## TASK INSTRUCTIONS
Please return the lines of the data that contain "mountain".

------------------------------------------------------------

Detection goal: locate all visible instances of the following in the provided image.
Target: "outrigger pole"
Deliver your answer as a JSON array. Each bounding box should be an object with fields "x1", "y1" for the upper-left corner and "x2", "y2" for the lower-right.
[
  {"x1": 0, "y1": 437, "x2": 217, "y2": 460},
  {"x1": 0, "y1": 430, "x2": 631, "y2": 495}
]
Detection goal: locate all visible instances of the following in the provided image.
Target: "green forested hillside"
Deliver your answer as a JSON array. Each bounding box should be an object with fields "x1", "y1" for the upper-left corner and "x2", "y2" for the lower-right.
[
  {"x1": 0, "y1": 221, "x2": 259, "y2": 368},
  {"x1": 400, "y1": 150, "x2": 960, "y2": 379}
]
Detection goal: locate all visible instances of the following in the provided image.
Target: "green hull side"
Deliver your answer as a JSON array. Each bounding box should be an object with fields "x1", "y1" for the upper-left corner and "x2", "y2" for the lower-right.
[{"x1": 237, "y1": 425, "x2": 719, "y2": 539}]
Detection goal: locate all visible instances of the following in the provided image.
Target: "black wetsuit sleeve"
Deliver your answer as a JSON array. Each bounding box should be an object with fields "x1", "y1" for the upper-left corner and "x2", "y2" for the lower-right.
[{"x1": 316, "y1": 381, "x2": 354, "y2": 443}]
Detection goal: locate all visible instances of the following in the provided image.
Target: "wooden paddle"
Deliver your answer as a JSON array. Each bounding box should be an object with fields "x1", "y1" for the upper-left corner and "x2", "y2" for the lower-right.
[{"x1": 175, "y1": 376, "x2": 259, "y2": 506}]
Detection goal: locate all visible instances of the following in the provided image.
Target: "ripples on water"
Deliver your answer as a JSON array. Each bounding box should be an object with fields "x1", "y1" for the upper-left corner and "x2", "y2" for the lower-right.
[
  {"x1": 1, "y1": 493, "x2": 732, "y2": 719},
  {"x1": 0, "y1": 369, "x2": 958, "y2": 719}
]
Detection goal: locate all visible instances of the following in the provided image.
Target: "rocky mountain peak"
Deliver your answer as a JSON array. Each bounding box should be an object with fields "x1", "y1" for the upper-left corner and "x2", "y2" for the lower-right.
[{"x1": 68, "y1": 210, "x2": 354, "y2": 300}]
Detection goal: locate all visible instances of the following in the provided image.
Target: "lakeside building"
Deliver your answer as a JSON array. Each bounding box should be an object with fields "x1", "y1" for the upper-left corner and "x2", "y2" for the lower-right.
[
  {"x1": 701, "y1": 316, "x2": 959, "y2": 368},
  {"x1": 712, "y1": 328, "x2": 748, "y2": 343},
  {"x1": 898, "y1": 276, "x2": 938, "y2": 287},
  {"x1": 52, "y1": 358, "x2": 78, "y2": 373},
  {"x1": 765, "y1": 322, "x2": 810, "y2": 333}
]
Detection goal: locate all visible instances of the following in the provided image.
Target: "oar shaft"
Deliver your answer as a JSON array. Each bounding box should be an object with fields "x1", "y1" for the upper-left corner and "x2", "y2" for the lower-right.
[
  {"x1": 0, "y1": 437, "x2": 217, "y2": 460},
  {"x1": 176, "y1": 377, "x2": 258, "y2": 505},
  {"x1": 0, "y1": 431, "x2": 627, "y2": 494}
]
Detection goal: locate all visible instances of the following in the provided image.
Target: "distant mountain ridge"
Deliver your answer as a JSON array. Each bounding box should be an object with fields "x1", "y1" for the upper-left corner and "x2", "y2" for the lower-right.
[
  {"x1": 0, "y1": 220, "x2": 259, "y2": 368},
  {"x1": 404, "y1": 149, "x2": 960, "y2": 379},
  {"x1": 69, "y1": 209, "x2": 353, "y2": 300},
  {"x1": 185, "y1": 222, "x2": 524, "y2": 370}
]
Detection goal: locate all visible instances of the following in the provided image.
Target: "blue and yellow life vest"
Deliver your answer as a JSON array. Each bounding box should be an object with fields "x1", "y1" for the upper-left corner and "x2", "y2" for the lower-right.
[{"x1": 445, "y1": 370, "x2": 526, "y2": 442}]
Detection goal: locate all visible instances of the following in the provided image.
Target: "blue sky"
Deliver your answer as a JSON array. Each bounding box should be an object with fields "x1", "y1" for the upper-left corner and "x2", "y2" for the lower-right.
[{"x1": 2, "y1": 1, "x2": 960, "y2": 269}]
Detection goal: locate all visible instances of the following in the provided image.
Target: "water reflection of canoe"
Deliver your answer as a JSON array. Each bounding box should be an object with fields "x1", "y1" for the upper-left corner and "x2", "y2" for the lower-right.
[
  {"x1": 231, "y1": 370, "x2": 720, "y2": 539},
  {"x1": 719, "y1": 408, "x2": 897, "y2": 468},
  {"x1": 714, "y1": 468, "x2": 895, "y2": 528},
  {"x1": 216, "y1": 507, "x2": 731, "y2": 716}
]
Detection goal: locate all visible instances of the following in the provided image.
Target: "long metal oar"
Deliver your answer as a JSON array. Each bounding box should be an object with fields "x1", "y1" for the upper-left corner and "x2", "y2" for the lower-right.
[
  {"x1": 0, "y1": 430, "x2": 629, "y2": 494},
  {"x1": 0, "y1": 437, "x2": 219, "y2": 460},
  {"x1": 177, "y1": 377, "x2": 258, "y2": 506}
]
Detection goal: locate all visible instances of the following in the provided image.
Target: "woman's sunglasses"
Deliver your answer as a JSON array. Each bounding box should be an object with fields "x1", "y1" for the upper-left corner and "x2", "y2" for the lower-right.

------------------------------------------------------------

## ANSWER TO THE EXERCISE
Target: "rocky mountain peak"
Target: "distant mountain ridge"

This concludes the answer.